╭─ Data for this task
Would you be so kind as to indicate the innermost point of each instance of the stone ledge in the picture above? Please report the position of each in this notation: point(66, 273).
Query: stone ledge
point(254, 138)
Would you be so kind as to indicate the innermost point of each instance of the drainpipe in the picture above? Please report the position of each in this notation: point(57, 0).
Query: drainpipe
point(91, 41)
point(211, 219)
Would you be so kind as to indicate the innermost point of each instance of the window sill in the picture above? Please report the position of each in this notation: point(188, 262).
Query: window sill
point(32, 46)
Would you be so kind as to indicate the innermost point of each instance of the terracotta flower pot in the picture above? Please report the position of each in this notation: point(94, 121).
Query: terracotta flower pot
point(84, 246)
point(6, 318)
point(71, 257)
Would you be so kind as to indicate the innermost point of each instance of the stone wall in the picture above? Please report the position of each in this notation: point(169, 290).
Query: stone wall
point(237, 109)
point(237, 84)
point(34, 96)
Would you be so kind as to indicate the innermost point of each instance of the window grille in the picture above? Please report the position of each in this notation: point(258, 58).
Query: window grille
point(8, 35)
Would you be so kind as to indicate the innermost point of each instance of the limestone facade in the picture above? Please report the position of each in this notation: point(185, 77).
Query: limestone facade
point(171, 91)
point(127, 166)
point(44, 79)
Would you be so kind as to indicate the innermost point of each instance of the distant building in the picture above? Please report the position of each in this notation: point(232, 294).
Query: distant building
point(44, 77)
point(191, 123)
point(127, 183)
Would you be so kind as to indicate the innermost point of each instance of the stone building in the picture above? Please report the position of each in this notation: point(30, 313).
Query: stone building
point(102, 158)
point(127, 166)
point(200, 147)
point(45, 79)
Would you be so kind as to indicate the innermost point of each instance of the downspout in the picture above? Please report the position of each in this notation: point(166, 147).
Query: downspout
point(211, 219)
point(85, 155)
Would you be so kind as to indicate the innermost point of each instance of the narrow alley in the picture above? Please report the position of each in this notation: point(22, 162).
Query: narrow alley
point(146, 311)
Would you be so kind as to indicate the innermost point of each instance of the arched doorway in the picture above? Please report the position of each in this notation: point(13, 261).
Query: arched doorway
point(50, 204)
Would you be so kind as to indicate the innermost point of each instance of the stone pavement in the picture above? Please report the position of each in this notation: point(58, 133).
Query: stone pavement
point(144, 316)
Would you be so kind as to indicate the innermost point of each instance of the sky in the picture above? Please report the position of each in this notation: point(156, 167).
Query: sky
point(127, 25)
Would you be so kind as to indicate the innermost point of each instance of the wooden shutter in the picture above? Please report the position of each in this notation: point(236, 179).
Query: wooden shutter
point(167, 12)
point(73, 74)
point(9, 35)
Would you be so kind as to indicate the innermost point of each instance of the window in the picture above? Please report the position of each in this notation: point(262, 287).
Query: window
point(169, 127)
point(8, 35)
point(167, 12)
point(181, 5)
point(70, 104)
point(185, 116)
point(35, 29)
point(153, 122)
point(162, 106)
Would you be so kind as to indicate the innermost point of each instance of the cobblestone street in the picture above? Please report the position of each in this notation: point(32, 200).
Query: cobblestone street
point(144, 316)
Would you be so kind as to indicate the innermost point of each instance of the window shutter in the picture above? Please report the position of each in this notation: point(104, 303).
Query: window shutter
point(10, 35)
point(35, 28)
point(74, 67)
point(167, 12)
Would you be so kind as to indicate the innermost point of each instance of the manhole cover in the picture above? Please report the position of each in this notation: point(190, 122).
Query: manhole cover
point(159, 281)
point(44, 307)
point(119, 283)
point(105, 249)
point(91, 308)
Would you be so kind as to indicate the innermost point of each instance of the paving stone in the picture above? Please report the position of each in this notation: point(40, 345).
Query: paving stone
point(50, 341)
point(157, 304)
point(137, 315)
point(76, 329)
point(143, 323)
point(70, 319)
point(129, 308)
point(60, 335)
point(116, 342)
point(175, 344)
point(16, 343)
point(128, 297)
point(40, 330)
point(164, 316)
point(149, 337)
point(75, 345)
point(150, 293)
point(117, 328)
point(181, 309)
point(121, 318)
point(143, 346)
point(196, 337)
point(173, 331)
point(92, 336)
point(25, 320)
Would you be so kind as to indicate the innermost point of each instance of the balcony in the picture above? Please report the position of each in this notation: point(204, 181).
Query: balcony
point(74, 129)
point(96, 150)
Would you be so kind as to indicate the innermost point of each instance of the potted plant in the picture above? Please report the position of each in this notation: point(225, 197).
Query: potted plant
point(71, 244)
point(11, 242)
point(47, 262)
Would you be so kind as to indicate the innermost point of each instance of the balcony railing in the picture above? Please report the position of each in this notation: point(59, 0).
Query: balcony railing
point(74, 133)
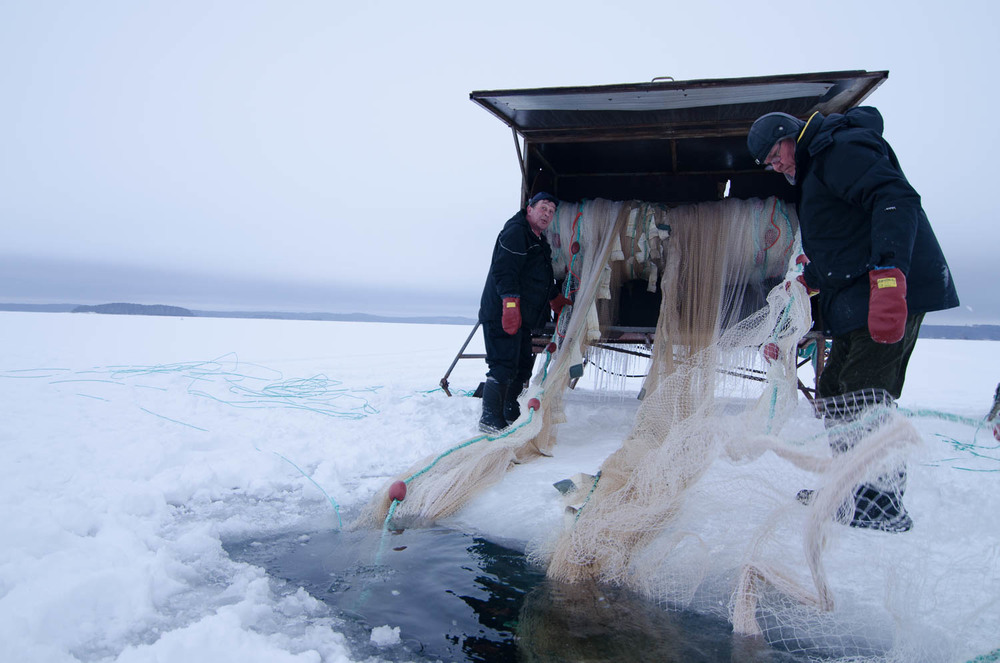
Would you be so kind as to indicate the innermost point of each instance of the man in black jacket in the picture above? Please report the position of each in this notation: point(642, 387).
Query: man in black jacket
point(873, 261)
point(515, 300)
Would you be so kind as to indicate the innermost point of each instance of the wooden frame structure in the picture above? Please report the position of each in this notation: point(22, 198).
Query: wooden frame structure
point(666, 141)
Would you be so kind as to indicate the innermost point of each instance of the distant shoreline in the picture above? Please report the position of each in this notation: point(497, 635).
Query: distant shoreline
point(175, 311)
point(976, 332)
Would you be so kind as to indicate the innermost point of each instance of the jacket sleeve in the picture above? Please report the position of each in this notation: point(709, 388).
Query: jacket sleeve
point(863, 171)
point(511, 252)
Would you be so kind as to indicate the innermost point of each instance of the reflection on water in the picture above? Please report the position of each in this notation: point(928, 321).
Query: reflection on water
point(457, 597)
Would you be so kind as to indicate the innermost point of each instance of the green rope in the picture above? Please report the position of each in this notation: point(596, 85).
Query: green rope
point(987, 658)
point(597, 477)
point(336, 507)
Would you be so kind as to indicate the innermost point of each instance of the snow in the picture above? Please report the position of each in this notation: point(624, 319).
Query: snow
point(134, 447)
point(384, 636)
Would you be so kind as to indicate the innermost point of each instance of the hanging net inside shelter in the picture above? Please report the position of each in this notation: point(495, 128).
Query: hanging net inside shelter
point(693, 510)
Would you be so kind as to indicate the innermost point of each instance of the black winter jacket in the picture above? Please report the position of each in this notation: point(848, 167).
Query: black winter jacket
point(521, 267)
point(857, 212)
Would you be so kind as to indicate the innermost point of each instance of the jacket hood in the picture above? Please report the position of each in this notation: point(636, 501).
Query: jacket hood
point(819, 130)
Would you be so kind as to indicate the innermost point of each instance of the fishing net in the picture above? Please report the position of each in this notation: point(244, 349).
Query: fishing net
point(697, 508)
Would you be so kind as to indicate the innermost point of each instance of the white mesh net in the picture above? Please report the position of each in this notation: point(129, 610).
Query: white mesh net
point(696, 509)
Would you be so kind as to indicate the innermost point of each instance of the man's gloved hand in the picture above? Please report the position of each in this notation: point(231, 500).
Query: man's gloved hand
point(511, 319)
point(801, 279)
point(803, 260)
point(558, 302)
point(886, 304)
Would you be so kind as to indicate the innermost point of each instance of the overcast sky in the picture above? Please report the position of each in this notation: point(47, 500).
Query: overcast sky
point(307, 155)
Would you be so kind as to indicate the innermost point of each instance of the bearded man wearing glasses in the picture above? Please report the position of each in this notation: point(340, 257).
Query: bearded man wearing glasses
point(875, 266)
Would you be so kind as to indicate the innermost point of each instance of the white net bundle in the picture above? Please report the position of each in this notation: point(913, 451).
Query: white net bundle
point(440, 485)
point(697, 509)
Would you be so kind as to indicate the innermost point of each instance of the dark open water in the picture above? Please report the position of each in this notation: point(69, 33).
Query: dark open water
point(457, 597)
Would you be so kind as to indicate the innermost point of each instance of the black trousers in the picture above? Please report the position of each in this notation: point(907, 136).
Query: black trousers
point(508, 357)
point(857, 362)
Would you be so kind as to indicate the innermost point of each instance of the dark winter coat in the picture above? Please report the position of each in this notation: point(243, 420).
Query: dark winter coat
point(521, 267)
point(858, 212)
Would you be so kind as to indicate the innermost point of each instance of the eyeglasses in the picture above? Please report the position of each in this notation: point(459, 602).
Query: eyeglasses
point(773, 155)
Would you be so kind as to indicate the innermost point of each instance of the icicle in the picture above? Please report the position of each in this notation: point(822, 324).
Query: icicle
point(604, 289)
point(593, 325)
point(616, 250)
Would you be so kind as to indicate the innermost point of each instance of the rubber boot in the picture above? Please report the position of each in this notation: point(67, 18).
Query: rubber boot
point(876, 504)
point(492, 421)
point(511, 408)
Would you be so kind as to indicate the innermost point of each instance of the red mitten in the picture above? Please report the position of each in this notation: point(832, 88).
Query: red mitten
point(558, 302)
point(771, 352)
point(887, 305)
point(511, 319)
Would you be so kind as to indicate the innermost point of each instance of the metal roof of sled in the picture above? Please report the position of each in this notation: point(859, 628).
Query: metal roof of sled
point(662, 109)
point(665, 141)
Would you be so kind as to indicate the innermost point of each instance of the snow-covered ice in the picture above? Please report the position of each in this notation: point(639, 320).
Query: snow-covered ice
point(135, 446)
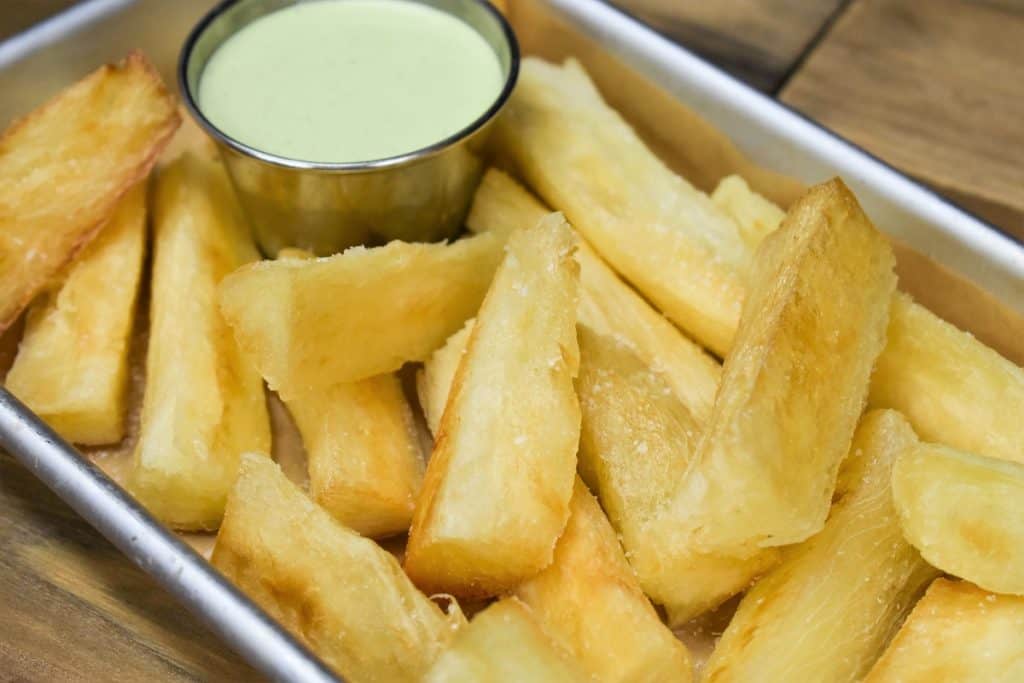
╰─
→ **Task requirements**
Copy the records word for word, starting with their first line and going on through the line containing "point(34, 96)", with both of those lines included.

→ **Solution**
Would you be so kind as to indicate the innermost point of each instance of the stone ledge in the picture above? Please report the position of each in this notation: point(66, 273).
Query: stone ledge
point(254, 138)
Would you be so kind as to indicate the innermost point of each instance of the drainpipe in the picture above? Please report the position of each in this notation: point(57, 0).
Query: drainpipe
point(91, 41)
point(211, 219)
Would you be so kind as to indicate the innermost point of each instance of the window sill in the picture above? Please report the position of each in this notation: point(188, 262).
Query: window sill
point(32, 46)
Would you be so kind as to indicate the innermost point of each instance of the terracotta flower pot in the picture above? Please report the position of each in this notation: point(94, 121).
Query: terracotta flower pot
point(84, 246)
point(6, 318)
point(71, 257)
Would you be so kind as to indicate the innermost point of each instance of the stone wall in the picture above? Please report the position of each in this notation: point(169, 290).
Query: stone wall
point(237, 109)
point(237, 84)
point(34, 96)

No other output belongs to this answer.